▶ [What to do] All of the data must be returned exactly as given.

▶ [Stored data]
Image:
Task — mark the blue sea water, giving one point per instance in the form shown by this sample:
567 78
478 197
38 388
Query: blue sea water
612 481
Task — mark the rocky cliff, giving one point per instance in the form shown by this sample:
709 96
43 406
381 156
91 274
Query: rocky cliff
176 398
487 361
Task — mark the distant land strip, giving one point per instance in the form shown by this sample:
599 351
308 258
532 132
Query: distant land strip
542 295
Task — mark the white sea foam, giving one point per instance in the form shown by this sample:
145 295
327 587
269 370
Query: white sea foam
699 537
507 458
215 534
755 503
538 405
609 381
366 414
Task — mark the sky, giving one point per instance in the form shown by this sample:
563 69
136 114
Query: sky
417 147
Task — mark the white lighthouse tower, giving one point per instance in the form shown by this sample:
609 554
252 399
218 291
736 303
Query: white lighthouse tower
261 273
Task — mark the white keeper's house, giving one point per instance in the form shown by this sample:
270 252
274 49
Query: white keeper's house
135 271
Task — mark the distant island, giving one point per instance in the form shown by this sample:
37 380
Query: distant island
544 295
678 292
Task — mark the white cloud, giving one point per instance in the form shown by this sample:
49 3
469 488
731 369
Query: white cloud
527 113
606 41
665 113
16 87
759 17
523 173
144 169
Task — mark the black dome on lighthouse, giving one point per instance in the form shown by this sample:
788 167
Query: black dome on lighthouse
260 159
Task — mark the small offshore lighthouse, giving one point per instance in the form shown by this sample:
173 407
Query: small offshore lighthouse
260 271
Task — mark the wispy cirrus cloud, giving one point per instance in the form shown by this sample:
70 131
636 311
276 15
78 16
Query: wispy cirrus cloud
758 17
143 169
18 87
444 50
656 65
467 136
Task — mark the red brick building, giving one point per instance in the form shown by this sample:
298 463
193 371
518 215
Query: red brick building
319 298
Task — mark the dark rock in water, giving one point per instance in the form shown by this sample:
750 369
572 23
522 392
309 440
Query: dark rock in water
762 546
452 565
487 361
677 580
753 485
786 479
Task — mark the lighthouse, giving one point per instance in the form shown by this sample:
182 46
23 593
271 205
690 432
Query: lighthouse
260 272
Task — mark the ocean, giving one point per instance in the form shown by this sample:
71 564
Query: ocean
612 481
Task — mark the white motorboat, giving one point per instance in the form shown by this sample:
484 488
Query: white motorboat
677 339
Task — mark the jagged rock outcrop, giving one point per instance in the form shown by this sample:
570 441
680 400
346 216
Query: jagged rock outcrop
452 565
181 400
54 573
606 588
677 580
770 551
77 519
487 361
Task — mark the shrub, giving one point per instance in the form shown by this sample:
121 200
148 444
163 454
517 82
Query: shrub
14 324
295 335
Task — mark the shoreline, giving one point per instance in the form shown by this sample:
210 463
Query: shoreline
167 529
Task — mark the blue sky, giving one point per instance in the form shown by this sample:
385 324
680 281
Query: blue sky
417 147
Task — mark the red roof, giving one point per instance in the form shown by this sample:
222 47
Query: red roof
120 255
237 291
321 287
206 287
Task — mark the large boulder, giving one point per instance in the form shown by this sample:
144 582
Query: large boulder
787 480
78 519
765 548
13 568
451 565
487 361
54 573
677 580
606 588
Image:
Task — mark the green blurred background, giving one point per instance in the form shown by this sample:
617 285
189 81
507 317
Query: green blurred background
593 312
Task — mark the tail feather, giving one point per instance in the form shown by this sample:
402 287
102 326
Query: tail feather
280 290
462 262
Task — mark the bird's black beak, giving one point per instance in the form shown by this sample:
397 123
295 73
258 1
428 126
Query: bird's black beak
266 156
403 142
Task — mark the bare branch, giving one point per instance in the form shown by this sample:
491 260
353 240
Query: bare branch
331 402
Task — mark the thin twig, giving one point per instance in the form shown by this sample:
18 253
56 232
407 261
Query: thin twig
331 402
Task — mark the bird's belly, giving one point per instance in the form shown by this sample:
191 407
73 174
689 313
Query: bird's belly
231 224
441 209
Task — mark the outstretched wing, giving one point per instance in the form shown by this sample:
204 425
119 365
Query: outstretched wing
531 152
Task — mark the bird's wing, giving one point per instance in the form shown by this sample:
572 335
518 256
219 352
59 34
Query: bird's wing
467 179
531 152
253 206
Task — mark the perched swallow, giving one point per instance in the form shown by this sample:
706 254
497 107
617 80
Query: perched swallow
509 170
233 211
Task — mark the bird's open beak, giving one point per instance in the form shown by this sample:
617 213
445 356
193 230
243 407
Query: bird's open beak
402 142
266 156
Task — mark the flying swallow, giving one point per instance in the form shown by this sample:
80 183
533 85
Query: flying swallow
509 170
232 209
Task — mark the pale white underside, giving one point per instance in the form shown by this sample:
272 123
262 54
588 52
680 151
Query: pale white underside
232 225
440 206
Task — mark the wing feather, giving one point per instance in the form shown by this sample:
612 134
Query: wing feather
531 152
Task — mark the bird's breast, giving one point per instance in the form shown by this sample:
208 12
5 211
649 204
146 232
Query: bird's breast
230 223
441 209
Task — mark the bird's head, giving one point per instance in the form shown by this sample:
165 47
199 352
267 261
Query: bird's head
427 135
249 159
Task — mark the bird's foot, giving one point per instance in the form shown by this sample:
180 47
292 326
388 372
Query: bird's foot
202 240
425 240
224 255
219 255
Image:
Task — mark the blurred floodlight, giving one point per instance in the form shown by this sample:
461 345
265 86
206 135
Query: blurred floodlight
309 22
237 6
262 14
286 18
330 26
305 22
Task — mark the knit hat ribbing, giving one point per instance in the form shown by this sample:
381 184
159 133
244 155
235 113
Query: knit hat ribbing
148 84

▶ [Answer for the task]
Image:
Task — mark the blue sea water, giving one point per instance in the form shown by this sample:
567 78
478 197
38 388
Query: blue sea water
612 481
Task — mark the rocky cliff, giving one point per instance in the form shown by this sample:
709 96
43 406
381 156
91 274
Query: rocky cliff
176 398
487 361
Task — mark the distant land strip, giving one point per instance in the form shown by this sample:
599 351
308 258
532 132
Query: distant land strip
542 295
Task — mark the white sea foam, giving one point per instance in the form shown by this sample:
145 295
327 587
269 370
Query: white sea foam
699 537
507 458
215 534
755 503
538 405
609 381
366 414
Task — mark the sky, giving one point per instance in the form shown by this sample:
563 69
136 114
Query: sky
417 147
Task — mark the white lighthouse tower, giving one point per instance in the form shown by this sample:
609 554
252 399
218 291
736 303
Query: white lighthouse tower
261 273
Task — mark the white keeper's house, giving one point per instance in the form shown by this sample:
270 252
274 49
Query: white keeper's house
135 271
Task — mark the distant island, giving one point per instance in the form shown by this sample:
37 380
Query: distant island
544 295
678 292
Task — mark the white cloud, giving one point per instance in the form shown by this sample:
49 3
469 488
731 369
Query: white cloud
527 113
606 41
665 113
16 87
759 17
523 173
144 169
Task — mark the black dome on lighthouse, giving one point per instance in the form shown by this sample:
788 167
Query: black dome on lighthouse
260 159
Task — mark the small offshore lighthouse, giving one point per instance in the form shown by this sample:
173 407
Query: small offshore lighthouse
260 271
Task — mark the wispy cirrus cloud, giving one point per instance in the form shown by this sample:
70 131
636 311
276 15
78 16
Query: wispy cirrus cloud
758 17
143 169
18 87
444 50
656 65
467 136
Task — mark the red brick building, giving one point per instance in the form shown by this sample:
298 463
193 371
518 215
Query: red brick building
319 298
Task — mark the dark rock in water, giving one point per instance in the form shown by this sample:
750 369
572 23
522 392
309 440
Query: dark rock in water
762 546
452 565
487 361
677 580
753 485
786 479
Task — mark the lighthouse, giving one point per instance in the form shown by this sample:
182 46
23 593
271 205
690 432
Query: lighthouse
260 272
Task — mark the ocean, giving one point per instance in the form shown by this sample:
71 564
Query: ocean
612 481
Task — mark the white motorboat, giving one point per instance in the form shown by this sample:
484 488
Query: white motorboat
677 339
Task — mark the jagged rock outcrop, giving one point per instance in the form shown by this sample:
570 441
680 400
346 216
Query: jagged rock outcrop
452 565
181 400
54 573
606 588
677 580
770 551
77 519
487 361
Task — mark the shrub, giving one point per instance in the form shown by this sample:
121 200
148 444
163 454
517 82
Query: shrub
14 324
295 335
Task — mark the shoreline, giving one point per instance in the form shown by this sample:
210 463
Query: shoreline
167 529
Task — mark the blue sky, giving one point per instance in the form shown by this sample:
385 324
680 281
Query: blue sky
417 147
Task — mark the red roof, giving one point per instance in the form shown by this sample:
222 47
Query: red roof
120 255
237 291
321 287
206 287
Task — mark the large boulder, giving one point per instance in the form shown by this sample:
144 582
Query: large boulder
787 480
78 519
765 548
13 568
451 565
487 361
54 573
677 580
606 588
Image:
Task — mark the green blurred background, giving one point per instance in the form shown by this sample:
617 285
189 81
507 317
Query: green blurred background
593 312
Task — mark the tail feather, giving one point per instance in the form shown by this sample:
402 287
102 326
Query: tail feather
280 290
462 262
Task — mark the bird's black beak, giving one point per instance in the form shown by this sample:
397 123
295 73
258 1
428 126
Query: bird's black beak
266 156
403 142
Task — mark the bare branch, giving one point per instance in the form shown by this sample:
491 260
353 240
Query: bare branch
331 402
Task — mark the thin twig, giving one point per instance in the form shown by this sample:
18 253
56 232
407 261
Query: thin twig
331 402
Task — mark the bird's belly, giving one point per instance in the form shown by this sample:
191 407
73 174
689 313
Query: bird's belly
231 224
441 209
Task — mark the outstretched wing, giving one point per instance in the form shown by this sample:
204 425
119 365
Query: outstretched wing
531 152
Task — mark the bird's wing, giving one point per instance in the form shown by this sample:
572 335
518 256
219 352
59 34
Query: bird's wing
467 179
531 152
253 206
Task — mark the perched swallow, giving one point per instance in the form shown by this sample:
706 254
497 107
617 80
Query: perched swallow
509 170
233 211
Task — mark the bird's open beak, giving one point per instance in the form shown by this sample:
617 213
445 356
193 230
243 407
Query: bird's open beak
402 142
266 156
Task — mark the flying swallow, giving one point per instance in the form shown by this sample:
80 183
533 85
Query: flying swallow
509 170
232 209
Task — mark the pale white underside, giving one point per instance in the form shown by this sample:
272 123
262 54
588 52
680 151
Query: pale white underside
232 225
440 206
Task — mark the wing feather, giving one point per instance in the form shown by this sample:
612 134
Query: wing feather
531 152
Task — mark the bird's breast, giving one point per instance in the form shown by this sample:
208 12
5 211
649 204
146 232
Query: bird's breast
230 223
441 209
Task — mark the bird's head, giving one point per instance in the form shown by this sample:
165 47
199 352
267 261
Query: bird's head
427 135
249 159
Task — mark the bird's foot, giving one point per instance in the form shown by this sample:
180 47
292 326
388 372
Query: bird's foot
202 240
425 240
224 255
219 255
Image:
Task — mark the blurred floodlight, giving one point per instance in the form shown by this sample:
461 345
265 86
206 135
Query: blurred floodlight
309 22
237 6
262 14
286 18
330 26
305 22
Task — mark the knit hat ribbing, giving one point per instance in the form shown by this sample:
381 184
159 133
244 155
235 113
Query: knit hat ribbing
148 84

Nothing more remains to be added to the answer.